Stored records >>

——

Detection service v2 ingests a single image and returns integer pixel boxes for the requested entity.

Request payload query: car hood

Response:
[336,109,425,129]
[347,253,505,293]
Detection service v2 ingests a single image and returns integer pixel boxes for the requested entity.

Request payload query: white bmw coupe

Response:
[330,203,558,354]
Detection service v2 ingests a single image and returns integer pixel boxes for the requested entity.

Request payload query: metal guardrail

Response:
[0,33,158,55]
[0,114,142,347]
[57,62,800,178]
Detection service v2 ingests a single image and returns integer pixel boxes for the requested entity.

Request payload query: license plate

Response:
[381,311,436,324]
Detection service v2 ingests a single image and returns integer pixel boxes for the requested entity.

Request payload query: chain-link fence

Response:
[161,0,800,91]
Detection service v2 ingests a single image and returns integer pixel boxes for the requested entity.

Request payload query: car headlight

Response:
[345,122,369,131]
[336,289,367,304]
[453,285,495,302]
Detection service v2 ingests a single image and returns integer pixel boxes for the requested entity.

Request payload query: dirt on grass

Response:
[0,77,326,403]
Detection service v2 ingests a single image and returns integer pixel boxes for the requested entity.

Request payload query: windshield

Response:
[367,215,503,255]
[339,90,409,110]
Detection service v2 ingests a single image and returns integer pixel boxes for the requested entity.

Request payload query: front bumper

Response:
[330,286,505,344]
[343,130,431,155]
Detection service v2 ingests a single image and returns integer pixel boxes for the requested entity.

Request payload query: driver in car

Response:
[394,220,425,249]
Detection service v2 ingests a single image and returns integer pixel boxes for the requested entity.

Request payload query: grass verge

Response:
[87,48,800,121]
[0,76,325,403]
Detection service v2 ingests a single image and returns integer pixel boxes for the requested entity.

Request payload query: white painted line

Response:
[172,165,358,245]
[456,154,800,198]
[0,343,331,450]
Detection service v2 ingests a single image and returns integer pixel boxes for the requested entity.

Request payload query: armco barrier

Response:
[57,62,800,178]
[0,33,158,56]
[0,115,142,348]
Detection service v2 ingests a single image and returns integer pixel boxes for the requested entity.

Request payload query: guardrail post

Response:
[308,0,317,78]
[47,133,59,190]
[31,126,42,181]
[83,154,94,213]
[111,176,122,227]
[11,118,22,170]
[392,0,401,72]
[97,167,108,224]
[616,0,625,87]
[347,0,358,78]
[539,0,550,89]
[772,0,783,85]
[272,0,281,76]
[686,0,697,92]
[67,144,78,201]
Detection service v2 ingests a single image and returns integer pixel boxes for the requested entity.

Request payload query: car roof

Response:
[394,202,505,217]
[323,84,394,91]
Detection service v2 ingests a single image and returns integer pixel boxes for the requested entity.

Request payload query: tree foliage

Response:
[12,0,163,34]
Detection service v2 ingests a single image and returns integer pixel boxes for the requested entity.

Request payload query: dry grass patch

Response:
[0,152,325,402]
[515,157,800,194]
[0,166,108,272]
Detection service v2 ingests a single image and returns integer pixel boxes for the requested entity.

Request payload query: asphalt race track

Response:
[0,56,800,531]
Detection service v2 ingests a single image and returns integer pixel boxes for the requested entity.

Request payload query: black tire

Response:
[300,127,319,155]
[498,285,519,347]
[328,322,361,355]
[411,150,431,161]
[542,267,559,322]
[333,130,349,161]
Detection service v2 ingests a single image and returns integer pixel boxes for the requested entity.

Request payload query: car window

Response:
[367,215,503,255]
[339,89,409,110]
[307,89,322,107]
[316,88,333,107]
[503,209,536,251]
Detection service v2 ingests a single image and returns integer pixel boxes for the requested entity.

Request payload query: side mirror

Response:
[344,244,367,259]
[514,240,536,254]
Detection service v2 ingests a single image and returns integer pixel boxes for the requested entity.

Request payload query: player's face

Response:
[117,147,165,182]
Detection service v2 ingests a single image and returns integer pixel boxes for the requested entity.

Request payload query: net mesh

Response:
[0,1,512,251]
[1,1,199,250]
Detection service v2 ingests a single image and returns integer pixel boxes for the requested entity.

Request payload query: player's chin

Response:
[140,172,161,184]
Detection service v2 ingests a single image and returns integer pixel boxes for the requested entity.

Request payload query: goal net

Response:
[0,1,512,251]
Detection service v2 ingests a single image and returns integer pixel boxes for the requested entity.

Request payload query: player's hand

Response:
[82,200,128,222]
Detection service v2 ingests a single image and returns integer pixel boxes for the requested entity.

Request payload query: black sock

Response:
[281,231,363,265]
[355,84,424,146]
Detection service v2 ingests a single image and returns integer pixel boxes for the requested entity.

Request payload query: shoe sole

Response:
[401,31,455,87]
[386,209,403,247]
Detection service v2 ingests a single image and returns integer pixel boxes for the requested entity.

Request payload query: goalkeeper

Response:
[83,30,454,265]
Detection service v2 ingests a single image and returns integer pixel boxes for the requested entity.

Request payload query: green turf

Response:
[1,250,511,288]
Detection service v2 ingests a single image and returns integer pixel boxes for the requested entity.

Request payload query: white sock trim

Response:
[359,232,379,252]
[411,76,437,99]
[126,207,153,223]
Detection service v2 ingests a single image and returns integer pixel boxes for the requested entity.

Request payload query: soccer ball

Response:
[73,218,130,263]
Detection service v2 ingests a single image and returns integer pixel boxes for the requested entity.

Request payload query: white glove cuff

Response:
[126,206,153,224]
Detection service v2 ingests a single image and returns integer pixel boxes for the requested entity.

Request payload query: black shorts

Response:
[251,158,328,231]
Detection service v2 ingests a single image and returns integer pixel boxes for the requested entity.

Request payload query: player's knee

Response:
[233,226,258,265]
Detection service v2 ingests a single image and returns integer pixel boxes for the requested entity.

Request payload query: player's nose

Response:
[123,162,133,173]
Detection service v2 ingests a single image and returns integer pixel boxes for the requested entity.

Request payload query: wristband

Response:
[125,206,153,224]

——

Set problem >> Turn every line of the entries above into a numbered list, leaving out the blank lines.

Answer for the task >>
1. Detection service v2 ingests a single image and returns integer pixel boxes for the requested entity.
2. Request payload query: car hood
3. Response:
4. [336,109,425,129]
5. [347,253,505,293]
6. Detection service v2 ingests a single image and returns integer pixel boxes for the requested entity.
7. Request payload query: white bmw coupe
8. Response:
9. [330,203,558,354]
10. Detection service v2 ingests a single image and returns integer pixel boxes for the requested entity.
11. Request payload query: metal guardrail
12. Response:
13. [0,33,158,55]
14. [0,114,142,347]
15. [57,62,800,178]
16. Detection service v2 ingests a single image and returns integer pixel boxes for the requested entity.
17. Request payload query: license plate
18. Response:
19. [381,311,436,324]
20. Detection service v2 ingests a single image and returns integer pixel boxes for the requested entity.
21. Request payload query: chain-link fence
22. Response:
23. [161,0,800,91]
24. Detection service v2 ingests a single image and returns integer pixel boxes for the requested entity.
25. Request payload query: car headlight
26. Response:
27. [345,122,369,131]
28. [336,289,367,304]
29. [453,285,495,302]
30. Detection service v2 ingests a single image and returns integer pixel boxes for the requested entity.
31. Request payload query: dirt on grass
32. Response:
33. [0,77,326,403]
34. Detection service v2 ingests a single image and returns integer pixel boxes for the requested entity.
35. Request payload query: windshield
36. Response:
37. [367,215,503,255]
38. [339,90,409,110]
39. Detection service v2 ingests a single image and returns integer pixel boxes for the requested entity.
40. Request payload query: front bumper
41. Response:
42. [330,286,505,344]
43. [343,130,431,155]
44. Detection service v2 ingests a single image and returns integer pixel boxes for the requested entity.
45. Request payload query: driver in car
46. Response:
47. [394,220,425,249]
48. Detection service v2 ingests a single image and returns integer pixel boxes for the requested entity.
49. Request payload query: grass verge
50. Response:
51. [87,48,800,121]
52. [0,76,325,403]
53. Detection service v2 ingests a single image and returns integer pixel boxes for the requested entity.
54. Request payload query: white painted line
55. Response:
56. [172,165,358,245]
57. [456,154,800,198]
58. [0,343,331,450]
59. Detection service v2 ingests a single image and returns integer pixel boxes for the requested entity.
60. Request payload query: armco barrier
61. Response:
62. [57,62,800,178]
63. [0,33,158,56]
64. [0,115,142,348]
65. Detection service v2 ingests a single image and returns integer pixel boxes for the requested entity.
66. Request payload query: guardrail post
67. Response:
68. [308,0,317,78]
69. [47,133,59,190]
70. [31,126,42,181]
71. [83,154,94,213]
72. [111,176,122,227]
73. [11,118,22,170]
74. [392,0,401,72]
75. [97,167,108,224]
76. [616,0,625,87]
77. [347,0,358,78]
78. [539,0,550,89]
79. [772,0,783,85]
80. [272,0,281,76]
81. [686,0,697,92]
82. [67,144,78,201]
83. Detection service v2 ingests a single image and returns integer pixel boxes for the requested entity.
84. Request payload query: car roof
85. Response:
86. [394,202,505,217]
87. [323,84,394,91]
88. Detection service v2 ingests a single image and returns integer pixel boxes for the requested entity.
89. Request payload query: tree foliage
90. Response:
91. [12,0,163,34]
92. Detection service v2 ingests a single image and returns integer pixel boxes for the requested entity.
93. Request payload query: dry grass patch
94. Response:
95. [0,152,325,402]
96. [515,157,800,194]
97. [0,166,108,272]
98. Detection service v2 ingests a single image and returns integer pixel boxes for the requested entity.
99. Request payload query: asphalt race track
100. Response:
101. [0,56,800,531]
102. Detection service v2 ingests a single image and returns integer pixel boxes for the requested entity.
103. Request payload query: black tire
104. Response:
105. [300,127,319,155]
106. [498,285,519,347]
107. [328,322,361,355]
108. [411,150,431,161]
109. [542,267,559,322]
110. [333,130,349,161]
111. Detection service v2 ingests a single image and returns integer pixel boxes for the requested entity.
112. Request payload query: car window
113. Response:
114. [367,215,503,255]
115. [339,89,409,110]
116. [307,89,322,107]
117. [316,88,333,107]
118. [503,209,536,251]
119. Detection service v2 ingests a single image and returns integer pixel boxes for the requested entity.
120. Request payload query: side mirror
121. Response:
122. [344,244,367,259]
123. [514,240,536,254]
124. Detection service v2 ingests a single image and returns integer pixel boxes for the requested entity.
125. Request payload query: player's face
126. Response:
127. [117,147,165,182]
128. Detection service v2 ingests a single image and returns integer pixel boxes for the requested entity.
129. Request payload query: net mesh
130. Response:
131. [0,1,512,251]
132. [1,1,199,250]
133. Detection service v2 ingests a single image and returns integer pixel boxes for the requested entity.
134. Request payload query: player's chin
135. Response:
136. [140,172,161,184]
137. Detection service v2 ingests a single image and returns integer pixel boxes for the requested entity.
138. Request payload query: goal net
139. Response:
140. [0,1,512,251]
141. Detection service v2 ingests a single image and returns integer pixel boxes for the requested entity.
142. Request payload query: player's hand
143. Response:
144. [82,200,128,222]
145. Detection service v2 ingests a single image and returns integer pixel boxes for the requested entity.
146. Request payload query: black sock
147. Response:
148. [281,231,363,265]
149. [355,84,424,146]
150. Detection service v2 ingests a single image and returns integer pixel boxes for the requested entity.
151. Request payload query: shoe sole
152. Response:
153. [401,31,455,87]
154. [386,209,403,247]
155. Detection service v2 ingests a single image and returns integer pixel boxes for the requested entity.
156. Request payload query: goalkeeper
157. Response:
158. [83,30,454,265]
159. Detection service v2 ingests a single image and returns integer pixel boxes for the requested entity.
160. Request payload query: green turf
161. Response:
162. [1,250,511,288]
163. Detection service v2 ingests a single image and returns integer pixel boxes for the requested entity.
164. Request payload query: white sock trim
165. Response:
166. [359,232,379,252]
167. [411,76,437,99]
168. [126,207,153,223]
169. Detection service v2 ingests a single image and returns integer pixel boxes for the requested entity.
170. Request payload query: soccer ball
171. Response:
172. [73,218,130,263]
173. Detection service v2 ingests a single image and returns integer pixel boxes for the requested entity.
174. Request payload query: white glove cuff
175. Response:
176. [126,206,153,224]
177. Detection service v2 ingests a single image and returns integer pixel boxes for the requested entity.
178. Request payload query: black shorts
179. Response:
180. [251,158,328,231]
181. Detection service v2 ingests a single image and returns integer pixel boxes for the requested entity.
182. Request payload query: player's knee
183. Response:
184. [233,226,258,265]
185. Detection service v2 ingests a single image and returns integer pixel boxes for the requested entity.
186. Request payload query: player's nose
187. Response:
188. [123,162,133,173]
189. Detection service v2 ingests a single image and returns integer pixel boxes for the requested entity.
190. Request payload query: wristband
191. Response:
192. [125,206,153,224]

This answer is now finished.